**Problem details:** Every line in the entries where "grass" is found should be copied.

**Dataset entries:**
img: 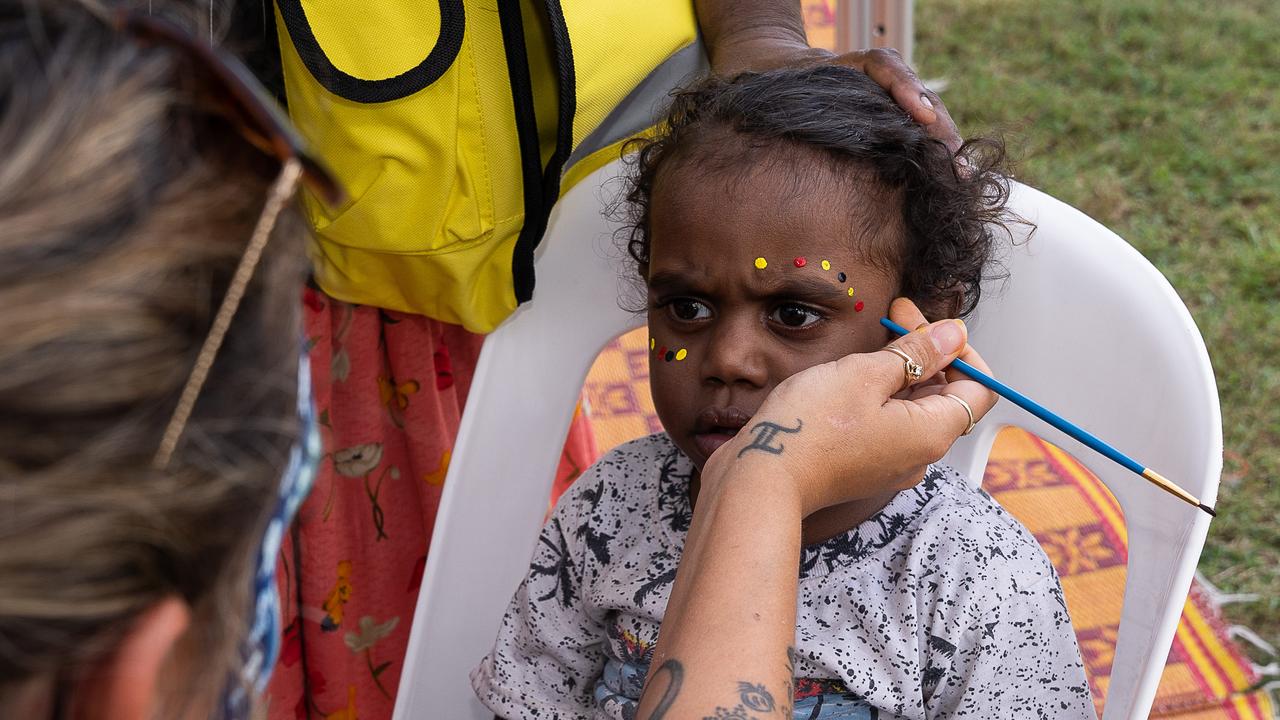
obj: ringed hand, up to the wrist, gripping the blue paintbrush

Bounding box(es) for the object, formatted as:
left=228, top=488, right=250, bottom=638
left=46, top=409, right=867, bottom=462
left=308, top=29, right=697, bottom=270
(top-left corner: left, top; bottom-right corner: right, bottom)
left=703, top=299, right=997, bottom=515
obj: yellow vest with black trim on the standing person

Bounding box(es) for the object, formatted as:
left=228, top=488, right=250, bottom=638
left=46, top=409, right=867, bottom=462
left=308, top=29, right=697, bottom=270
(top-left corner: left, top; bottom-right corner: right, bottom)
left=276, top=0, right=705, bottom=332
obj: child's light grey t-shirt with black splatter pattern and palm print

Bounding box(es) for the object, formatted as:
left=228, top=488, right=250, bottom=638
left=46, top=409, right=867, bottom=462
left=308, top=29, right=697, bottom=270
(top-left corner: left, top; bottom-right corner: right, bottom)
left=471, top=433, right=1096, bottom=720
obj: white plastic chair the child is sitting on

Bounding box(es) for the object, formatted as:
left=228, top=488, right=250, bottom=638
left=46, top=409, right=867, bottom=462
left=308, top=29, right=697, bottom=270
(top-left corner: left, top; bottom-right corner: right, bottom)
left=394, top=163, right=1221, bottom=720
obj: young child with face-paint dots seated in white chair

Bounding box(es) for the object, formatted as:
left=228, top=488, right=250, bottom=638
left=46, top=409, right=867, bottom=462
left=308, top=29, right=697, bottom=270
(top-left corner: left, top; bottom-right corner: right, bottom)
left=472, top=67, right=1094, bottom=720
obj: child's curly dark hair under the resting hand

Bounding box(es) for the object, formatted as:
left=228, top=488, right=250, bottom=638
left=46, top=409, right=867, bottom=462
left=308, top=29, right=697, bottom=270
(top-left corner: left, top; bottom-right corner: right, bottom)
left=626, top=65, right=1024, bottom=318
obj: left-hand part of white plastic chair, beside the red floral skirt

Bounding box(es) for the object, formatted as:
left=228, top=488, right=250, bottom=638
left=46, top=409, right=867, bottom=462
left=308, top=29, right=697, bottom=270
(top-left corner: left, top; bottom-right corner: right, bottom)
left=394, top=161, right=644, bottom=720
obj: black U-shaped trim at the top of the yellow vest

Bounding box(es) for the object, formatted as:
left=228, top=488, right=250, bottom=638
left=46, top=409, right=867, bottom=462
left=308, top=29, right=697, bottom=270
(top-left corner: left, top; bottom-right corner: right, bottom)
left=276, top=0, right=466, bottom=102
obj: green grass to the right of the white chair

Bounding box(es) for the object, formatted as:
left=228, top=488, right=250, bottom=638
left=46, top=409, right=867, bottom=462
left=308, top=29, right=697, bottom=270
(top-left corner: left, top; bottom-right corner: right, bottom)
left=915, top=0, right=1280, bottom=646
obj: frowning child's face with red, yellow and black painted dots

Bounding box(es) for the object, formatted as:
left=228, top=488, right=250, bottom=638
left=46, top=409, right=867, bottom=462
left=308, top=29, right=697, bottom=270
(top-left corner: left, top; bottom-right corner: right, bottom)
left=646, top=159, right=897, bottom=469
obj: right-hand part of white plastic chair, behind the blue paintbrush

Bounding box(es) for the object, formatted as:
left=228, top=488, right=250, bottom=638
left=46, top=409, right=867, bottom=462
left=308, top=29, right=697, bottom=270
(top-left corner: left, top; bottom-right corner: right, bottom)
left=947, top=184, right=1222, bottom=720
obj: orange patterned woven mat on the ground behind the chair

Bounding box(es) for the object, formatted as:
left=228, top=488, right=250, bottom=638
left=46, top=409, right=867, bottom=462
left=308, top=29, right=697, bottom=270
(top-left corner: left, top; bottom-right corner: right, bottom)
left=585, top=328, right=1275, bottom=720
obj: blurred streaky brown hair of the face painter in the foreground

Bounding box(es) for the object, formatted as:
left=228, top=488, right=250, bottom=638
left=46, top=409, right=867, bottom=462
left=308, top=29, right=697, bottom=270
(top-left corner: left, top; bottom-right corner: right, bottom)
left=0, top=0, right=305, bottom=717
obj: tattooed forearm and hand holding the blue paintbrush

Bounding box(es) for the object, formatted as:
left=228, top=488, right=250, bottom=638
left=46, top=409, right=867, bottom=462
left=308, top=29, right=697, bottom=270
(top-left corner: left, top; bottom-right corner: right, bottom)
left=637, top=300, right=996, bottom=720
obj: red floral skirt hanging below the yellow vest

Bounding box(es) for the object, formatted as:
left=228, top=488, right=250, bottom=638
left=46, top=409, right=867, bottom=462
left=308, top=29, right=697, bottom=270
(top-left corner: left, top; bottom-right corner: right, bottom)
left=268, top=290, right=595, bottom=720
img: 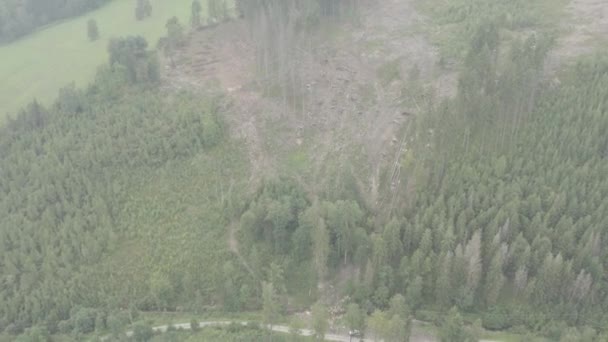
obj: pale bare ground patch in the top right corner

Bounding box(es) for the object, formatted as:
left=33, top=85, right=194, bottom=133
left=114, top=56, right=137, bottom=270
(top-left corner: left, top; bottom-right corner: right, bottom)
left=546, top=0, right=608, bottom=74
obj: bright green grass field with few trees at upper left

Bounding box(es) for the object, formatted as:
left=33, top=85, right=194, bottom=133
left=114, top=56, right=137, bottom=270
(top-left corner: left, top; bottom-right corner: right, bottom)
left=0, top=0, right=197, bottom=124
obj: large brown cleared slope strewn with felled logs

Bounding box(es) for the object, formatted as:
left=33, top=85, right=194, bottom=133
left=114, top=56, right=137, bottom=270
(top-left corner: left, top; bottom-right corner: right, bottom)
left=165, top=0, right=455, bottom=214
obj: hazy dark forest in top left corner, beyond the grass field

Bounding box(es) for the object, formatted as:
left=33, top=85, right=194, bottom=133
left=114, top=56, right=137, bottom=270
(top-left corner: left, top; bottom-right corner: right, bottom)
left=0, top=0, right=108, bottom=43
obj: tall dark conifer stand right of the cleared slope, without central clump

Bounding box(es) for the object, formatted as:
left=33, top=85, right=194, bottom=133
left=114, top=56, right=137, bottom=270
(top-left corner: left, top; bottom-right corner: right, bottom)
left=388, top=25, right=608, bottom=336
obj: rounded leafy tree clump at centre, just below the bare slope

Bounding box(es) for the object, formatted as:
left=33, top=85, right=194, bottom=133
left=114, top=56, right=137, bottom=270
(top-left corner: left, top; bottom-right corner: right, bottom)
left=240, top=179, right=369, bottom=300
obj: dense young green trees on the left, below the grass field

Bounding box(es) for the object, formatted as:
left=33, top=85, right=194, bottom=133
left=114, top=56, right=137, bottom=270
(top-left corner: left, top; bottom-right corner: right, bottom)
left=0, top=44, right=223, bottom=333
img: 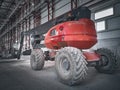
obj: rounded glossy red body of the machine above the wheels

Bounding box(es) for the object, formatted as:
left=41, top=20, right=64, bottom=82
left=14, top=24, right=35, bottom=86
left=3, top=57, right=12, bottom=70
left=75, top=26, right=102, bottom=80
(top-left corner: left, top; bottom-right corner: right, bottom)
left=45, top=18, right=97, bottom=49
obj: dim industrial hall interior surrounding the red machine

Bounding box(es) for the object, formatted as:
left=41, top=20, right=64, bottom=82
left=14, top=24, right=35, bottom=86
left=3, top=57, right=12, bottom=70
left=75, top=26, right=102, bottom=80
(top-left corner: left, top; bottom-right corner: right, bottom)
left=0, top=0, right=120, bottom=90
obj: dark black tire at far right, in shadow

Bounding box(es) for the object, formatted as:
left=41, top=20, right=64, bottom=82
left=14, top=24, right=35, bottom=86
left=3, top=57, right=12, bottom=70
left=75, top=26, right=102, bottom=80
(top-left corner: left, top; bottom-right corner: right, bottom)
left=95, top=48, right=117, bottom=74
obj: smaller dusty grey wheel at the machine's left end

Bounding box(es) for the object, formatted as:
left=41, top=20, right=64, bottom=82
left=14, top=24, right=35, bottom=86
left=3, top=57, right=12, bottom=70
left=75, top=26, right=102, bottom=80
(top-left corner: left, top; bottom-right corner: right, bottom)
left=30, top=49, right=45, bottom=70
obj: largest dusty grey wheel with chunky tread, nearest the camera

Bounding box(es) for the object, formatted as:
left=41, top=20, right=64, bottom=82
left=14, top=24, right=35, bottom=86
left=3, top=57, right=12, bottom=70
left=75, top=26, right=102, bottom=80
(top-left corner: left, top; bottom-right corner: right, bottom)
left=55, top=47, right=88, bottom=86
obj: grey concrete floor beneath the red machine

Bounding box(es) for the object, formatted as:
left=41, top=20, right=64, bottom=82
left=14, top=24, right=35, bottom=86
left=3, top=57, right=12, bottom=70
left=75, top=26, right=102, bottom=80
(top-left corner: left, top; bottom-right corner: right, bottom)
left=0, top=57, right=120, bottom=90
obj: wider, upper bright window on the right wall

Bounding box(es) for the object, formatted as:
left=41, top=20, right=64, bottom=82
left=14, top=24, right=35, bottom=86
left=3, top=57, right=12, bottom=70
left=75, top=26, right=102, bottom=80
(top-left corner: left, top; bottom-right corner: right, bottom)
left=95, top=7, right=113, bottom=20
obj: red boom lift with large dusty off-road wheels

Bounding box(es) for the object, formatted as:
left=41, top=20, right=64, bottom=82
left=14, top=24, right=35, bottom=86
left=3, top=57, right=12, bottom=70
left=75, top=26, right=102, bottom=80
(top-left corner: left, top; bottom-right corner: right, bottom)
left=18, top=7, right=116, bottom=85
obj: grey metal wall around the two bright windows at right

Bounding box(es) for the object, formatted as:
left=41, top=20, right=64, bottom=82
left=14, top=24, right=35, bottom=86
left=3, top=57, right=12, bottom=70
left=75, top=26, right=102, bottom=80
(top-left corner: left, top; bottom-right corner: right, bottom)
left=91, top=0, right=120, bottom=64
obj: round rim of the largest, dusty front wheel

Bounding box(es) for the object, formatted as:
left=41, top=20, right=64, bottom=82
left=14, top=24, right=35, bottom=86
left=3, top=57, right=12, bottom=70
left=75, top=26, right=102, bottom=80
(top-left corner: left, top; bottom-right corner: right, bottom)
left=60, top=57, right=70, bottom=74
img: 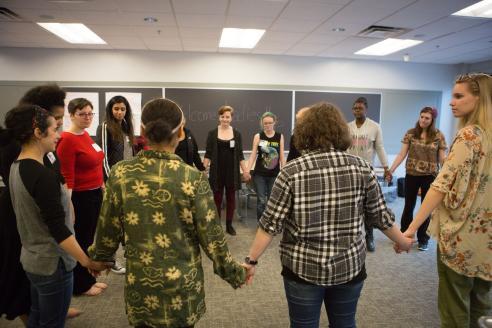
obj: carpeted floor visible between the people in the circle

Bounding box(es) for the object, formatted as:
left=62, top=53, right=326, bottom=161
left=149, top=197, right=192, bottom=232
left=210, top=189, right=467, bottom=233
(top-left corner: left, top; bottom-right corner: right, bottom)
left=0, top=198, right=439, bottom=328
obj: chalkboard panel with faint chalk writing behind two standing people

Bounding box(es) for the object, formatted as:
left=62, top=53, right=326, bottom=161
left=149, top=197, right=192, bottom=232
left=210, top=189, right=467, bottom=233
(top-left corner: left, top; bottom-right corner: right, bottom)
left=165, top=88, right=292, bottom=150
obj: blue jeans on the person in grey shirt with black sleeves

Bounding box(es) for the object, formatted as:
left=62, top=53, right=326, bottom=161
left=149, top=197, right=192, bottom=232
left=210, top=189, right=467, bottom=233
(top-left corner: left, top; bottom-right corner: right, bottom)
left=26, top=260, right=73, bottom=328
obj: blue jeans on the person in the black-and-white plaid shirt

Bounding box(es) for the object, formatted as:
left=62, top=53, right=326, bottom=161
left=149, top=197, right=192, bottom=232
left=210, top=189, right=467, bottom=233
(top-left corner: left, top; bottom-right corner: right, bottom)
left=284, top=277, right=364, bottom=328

**Worked solution:**
obj: green grass to the right of the white chair
obj: bright green grass field with few trees at upper left
obj: hazy dark forest in top left corner, beyond the grass field
obj: dense young green trees on the left, below the grass field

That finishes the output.